**DO THIS**
Extend the D-Day anniversary article below, picking up right after its last sentence.

D-Day at 75: The Scottish bagpiper, the Hollywood celebrities and the parachuting dogs who took part in the Normandy landings

The Allied invasion of Normandy beginning on 6 June 1944 was one of the pivotal events of the Second World War and is currently being commemorated across Europe on its 75th anniversary.

The assault on the beaches of northern France by British, American, Canadian and Free French troops on D-Day was the largest amphibious operation ever attempted and enabled the Western Allies crossing the English Channel from Portsmouth to gain an important foothold from which to commence its pushback against Nazi Germany.

The events of D-Day, codenamed Operation Neptune, are well documented and have been recreated in visceral detail in films like The Longest Day (1962) and Steven Spielberg’s Saving Private Ryan (1998) but some of the more unusual characters to have taken part do not always get their due.

The Scottish bagpiper

Among the most extraordinary sights (and sounds) on the beaches that day was “Piper Bill” Millin, a Canadian-born Scotsman who blew his bagpipes to rally the men storming the French sands.


Aged just 21, Millin was ordered to play by Simon Fraser, the 15th Lord Lovat, as shots rained down from the cliffs on Sword beach. He did so on the basis that English orders need not apply to Scots, playing “Highland Laddie”, “The Road to the Isles” and “All the Blue Bonnets are Over the Border” to stir the Allies to victory with the songs of home as they advanced to take Pegasus Bridge.

He did so wearing a kilt of Cameron tartan, the same worn by his father in Flanders during the First World War.

The celebrities

Several stars of the silver screen who had enlisted to serve their countries took part in D-Day.

Among the most famous were David Niven, the British actor best-remembered for A Matter of Life and Death (1946). Niven ended the war a lieutenant colonel and was one of the first British officers to land at Normandy. He had served with “Phantom”, a secret reconnaissance unit and would later be presented with the Legion of Merit by President Dwight D Eisenhower himself.

**DATA LINES**
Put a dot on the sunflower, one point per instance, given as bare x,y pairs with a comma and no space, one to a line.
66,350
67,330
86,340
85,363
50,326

**REPLY**
Sir Alec Guinness was also there, operating a British Royal Navy landing craft, while Henry Fonda served as a quartermaster on the destroyer the USS Satterlee. The great director John Ford was also at close quarters to shoot documentary footage of the operation.

Hollywood actor David Niven served at D-Day (Hulton Archive/Getty)
Hollywood actor David Niven served at D-Day (Hulton Archive/Getty)

Other Hollywood stars present include Richard Todd, Robert Montgomery, Charles Durning and James Doohan (later known as Scotty on Star Trek).

Todd, a captain, was part of the British airborne division who were parachuted in after the capture of Pegasus Bridge and would later play the man who led his battalion, Major John Howard, in The Longest Day, in which Fonda also featured.

The reclusive American novelist JD Salinger, author of The Catcher in the Rye (1951) was there, present at Utah Beach with the 12th Infantry Regiment, 4th Infantry Division, as were the civil rights activist Medgar Evers and the famed baseball pitcher Yogi Berra.

Theodore Roosevelt Jr, son of the 26th president of the US, won the Medal of Honour for his part in the day’s proceedings.

The paradogs

In the run up to D-Day, the 13th (Lancashire) Parachute Battalion had commenced a novel new experiment.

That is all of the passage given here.